INSTRUCTION 1 — Rewrite the part of the email thread starting at "Excerpts from Simon" and ending at "clear about how)", with "tcfail220" replaced by "the hsig test".

GIVEN TEXT —
----------

Fwd: RE: D1182: Implement improved error messages for ambiguous type variables (#10733)

2015-09-03 Thread Edward Z. Yang
It's certainly true that hsig is in flux, but it doesn't seem like
injective type families should have broken this test.  I'll take a look.

Edward

Excerpts from Simon Peyton Jones's message of 2015-09-03 09:08:23 -0700:
> Edward
> 
> | Jan's injective type families commit is causing tcfail220 to fail, but
> | that's unrelated to this ticket.
> 
> This is true.  I told Jan to commit anyway because tcfail220 is a "hsig" 
> test, and
>  a) I know that hsigs are in flux (although I am not clear about how)
>  b) I don't understand them enough to fix.
> 
> So I hope it's ok to have broken this.  Jan and I can certainly help when you 
> want to fix it.
> 
> Meanwhile would you mark it as expect-broken.  (Although I am not sure that 
> it's worth opening a fresh ticket for it.)

----------

PROVIDED ENTRIES —
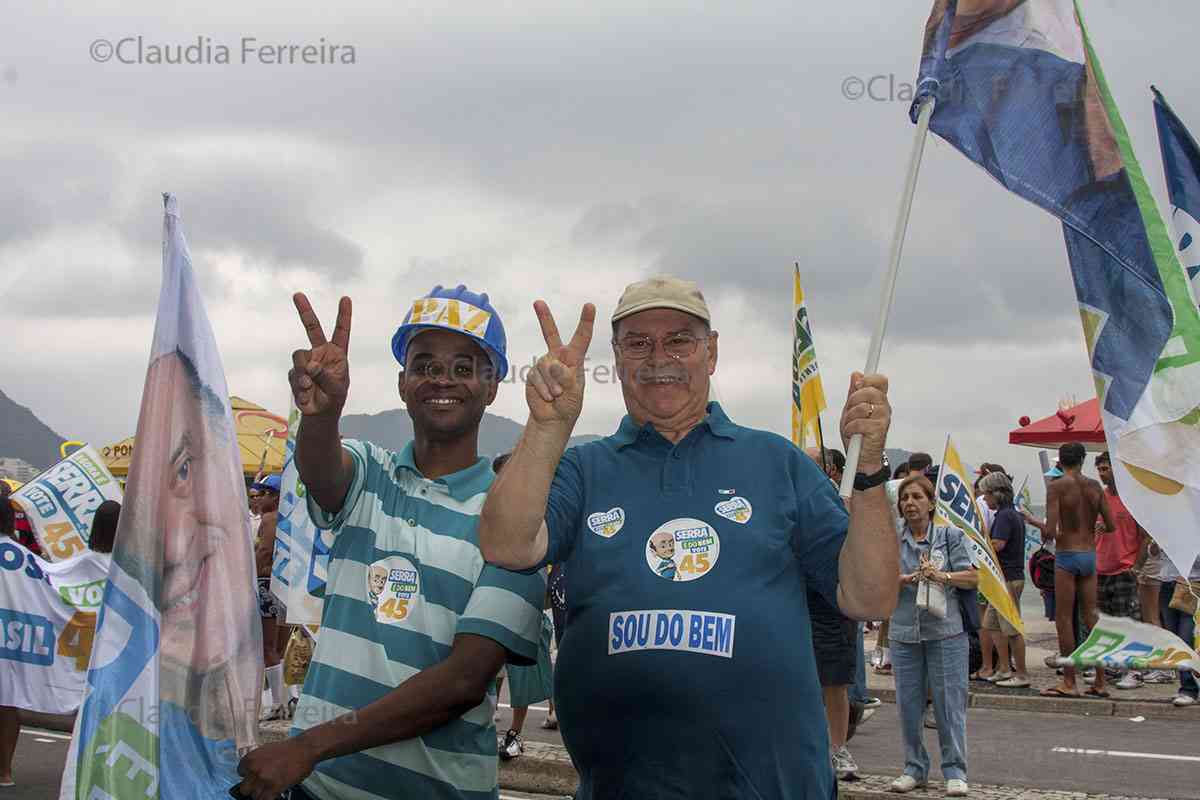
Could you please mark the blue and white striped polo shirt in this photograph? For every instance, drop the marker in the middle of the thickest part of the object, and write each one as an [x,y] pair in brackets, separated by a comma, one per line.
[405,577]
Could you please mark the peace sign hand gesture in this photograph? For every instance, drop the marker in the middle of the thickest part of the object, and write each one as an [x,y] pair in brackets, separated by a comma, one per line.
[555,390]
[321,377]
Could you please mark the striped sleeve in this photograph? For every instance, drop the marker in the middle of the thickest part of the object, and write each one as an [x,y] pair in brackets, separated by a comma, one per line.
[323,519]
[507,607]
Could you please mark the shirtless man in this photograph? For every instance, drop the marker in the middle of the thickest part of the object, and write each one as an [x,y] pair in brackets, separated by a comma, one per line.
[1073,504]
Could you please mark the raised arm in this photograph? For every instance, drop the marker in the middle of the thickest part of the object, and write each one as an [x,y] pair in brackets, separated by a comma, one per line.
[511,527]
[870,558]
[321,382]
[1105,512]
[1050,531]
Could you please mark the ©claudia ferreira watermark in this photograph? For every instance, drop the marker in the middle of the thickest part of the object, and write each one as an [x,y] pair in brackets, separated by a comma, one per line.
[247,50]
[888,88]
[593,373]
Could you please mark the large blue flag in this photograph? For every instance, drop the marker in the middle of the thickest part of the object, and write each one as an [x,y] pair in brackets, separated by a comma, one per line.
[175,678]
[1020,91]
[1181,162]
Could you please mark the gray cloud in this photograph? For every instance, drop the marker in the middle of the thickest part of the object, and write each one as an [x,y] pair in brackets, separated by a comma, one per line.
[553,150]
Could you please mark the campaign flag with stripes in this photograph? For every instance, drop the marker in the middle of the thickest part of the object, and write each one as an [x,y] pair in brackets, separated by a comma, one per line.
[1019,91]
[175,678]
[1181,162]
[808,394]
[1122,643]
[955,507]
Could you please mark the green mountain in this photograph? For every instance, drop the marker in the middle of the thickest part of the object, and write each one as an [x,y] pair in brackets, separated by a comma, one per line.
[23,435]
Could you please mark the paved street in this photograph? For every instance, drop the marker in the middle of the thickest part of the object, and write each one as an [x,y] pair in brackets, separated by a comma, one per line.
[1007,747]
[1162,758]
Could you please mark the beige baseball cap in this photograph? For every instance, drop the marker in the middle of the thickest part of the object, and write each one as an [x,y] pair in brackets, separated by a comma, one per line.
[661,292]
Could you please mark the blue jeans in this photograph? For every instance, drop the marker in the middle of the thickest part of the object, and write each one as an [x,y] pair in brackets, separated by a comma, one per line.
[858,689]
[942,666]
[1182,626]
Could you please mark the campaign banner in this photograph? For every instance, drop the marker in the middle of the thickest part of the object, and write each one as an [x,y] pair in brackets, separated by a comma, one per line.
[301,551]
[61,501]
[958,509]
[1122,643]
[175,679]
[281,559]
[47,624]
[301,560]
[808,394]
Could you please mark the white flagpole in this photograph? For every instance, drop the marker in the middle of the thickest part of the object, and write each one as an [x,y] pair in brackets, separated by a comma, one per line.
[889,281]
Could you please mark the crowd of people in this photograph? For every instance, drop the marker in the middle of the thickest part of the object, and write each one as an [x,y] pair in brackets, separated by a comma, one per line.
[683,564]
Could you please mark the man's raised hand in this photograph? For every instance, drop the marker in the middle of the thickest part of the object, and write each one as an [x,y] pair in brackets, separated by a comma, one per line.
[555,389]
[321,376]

----------

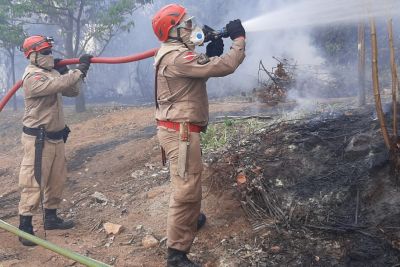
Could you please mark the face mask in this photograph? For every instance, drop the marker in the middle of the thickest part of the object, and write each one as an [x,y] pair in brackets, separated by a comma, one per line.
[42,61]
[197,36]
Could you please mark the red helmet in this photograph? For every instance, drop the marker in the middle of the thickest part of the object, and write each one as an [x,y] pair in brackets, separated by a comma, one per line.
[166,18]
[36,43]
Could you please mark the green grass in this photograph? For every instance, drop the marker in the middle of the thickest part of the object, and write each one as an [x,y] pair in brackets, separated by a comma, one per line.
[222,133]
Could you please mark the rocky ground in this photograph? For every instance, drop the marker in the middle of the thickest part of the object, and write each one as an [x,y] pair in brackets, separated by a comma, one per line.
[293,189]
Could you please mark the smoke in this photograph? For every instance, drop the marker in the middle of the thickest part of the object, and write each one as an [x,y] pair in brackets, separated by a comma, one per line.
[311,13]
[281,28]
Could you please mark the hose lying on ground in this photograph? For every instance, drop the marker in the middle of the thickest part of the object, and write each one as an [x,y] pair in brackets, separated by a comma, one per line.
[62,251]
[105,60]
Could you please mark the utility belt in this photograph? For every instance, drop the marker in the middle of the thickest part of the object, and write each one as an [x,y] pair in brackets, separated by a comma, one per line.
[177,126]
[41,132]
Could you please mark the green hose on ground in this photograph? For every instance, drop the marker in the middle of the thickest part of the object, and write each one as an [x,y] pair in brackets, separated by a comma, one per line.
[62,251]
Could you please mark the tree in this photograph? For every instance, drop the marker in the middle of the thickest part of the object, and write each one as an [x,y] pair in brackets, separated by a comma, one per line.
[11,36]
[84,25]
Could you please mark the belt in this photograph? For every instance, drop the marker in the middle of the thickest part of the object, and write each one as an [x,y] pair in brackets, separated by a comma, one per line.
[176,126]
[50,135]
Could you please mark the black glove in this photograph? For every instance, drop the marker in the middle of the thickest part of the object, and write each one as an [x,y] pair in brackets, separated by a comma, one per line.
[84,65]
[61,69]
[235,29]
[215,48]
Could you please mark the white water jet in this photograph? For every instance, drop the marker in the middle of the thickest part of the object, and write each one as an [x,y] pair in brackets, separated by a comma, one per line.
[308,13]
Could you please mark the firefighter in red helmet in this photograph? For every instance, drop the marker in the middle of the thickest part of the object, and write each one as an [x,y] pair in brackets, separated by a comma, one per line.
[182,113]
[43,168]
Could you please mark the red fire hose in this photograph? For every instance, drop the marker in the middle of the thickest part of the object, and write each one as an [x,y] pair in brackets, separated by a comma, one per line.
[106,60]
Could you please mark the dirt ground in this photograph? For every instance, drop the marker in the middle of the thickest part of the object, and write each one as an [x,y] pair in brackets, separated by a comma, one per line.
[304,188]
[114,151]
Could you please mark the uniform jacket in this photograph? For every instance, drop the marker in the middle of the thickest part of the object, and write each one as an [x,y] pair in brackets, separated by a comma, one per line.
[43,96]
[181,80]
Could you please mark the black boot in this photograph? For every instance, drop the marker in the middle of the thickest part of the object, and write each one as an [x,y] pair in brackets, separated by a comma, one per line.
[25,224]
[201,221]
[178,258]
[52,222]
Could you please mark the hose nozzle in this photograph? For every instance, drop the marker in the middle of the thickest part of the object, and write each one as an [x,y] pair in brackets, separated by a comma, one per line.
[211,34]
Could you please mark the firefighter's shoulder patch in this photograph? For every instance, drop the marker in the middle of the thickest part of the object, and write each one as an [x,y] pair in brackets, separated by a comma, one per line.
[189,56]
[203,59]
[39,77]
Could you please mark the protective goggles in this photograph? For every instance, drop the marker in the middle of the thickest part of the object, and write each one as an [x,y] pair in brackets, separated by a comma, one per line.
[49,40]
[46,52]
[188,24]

----------

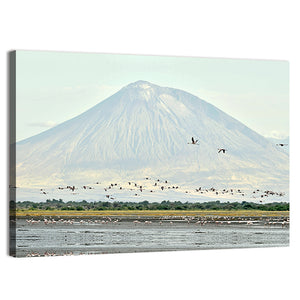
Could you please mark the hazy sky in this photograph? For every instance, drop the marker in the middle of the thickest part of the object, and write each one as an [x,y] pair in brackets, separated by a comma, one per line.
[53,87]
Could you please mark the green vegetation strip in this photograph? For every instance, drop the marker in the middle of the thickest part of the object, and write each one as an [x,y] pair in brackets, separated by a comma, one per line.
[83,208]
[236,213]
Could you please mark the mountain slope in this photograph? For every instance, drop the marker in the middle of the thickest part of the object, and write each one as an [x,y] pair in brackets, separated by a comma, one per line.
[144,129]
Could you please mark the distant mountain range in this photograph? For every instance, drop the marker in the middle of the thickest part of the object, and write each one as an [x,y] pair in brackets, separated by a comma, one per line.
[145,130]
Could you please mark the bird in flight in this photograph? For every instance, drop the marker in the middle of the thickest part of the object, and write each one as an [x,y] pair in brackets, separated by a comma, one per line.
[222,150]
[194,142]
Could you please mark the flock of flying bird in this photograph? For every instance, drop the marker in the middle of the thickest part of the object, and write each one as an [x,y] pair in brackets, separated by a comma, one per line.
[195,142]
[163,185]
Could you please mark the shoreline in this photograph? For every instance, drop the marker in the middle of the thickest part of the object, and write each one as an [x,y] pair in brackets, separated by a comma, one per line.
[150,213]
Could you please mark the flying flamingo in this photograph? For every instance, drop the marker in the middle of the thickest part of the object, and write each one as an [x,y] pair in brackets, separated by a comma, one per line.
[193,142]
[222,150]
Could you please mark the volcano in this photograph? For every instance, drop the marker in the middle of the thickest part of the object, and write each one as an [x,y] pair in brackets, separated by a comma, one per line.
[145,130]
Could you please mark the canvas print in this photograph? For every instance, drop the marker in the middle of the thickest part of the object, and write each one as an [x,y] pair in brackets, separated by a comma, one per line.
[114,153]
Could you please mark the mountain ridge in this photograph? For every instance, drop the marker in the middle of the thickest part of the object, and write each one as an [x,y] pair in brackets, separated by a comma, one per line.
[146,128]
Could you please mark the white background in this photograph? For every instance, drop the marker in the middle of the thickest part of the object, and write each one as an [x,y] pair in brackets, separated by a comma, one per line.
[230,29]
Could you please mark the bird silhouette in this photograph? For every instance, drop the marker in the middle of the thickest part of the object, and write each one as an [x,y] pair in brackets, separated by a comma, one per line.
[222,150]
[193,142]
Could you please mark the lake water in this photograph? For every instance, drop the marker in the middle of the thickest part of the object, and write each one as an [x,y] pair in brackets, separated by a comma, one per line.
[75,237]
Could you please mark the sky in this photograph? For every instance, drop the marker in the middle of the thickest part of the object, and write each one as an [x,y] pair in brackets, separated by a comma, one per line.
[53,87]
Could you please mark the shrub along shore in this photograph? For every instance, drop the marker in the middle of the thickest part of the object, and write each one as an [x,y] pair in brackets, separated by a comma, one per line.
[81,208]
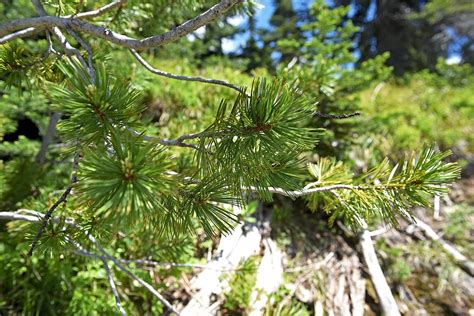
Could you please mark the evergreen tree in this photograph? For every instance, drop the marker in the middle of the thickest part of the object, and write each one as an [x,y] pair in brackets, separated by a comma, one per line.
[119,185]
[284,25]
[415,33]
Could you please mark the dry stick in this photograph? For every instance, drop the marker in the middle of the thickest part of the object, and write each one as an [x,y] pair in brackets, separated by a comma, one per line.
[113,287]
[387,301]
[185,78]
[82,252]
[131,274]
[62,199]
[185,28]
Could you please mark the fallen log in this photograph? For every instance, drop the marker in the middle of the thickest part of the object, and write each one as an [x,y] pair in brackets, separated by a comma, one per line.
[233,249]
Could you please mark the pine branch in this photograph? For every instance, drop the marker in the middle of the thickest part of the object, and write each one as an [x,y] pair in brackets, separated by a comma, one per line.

----------

INSTRUCTION 2 — Select every line of the entries above that contains the string "flying", and copy each one out.

WRITTEN SOLUTION 1 —
Excerpts from Simon Peyton Jones's message of 2015-09-03 09:08:23 -0700:
> Edward
> 
> | Jan's injective type families commit is causing the hsig test to fail, but
> | that's unrelated to this ticket.
> 
> This is true.  I told Jan to commit anyway because the hsig test is a "hsig" 
> test, and
>  a) I know that hsigs are in flux (although I am not clear about how)

WRITTEN SOLUTION 2 —
Could you please mark the flock of flying bird in this photograph? For every instance, drop the marker in the middle of the thickest part of the object, and write each one as an [x,y] pair in brackets, separated by a comma, one per line.
Could you please mark the flying flamingo in this photograph? For every instance, drop the marker in the middle of the thickest part of the object, and write each one as an [x,y] pair in brackets, separated by a comma, one per line.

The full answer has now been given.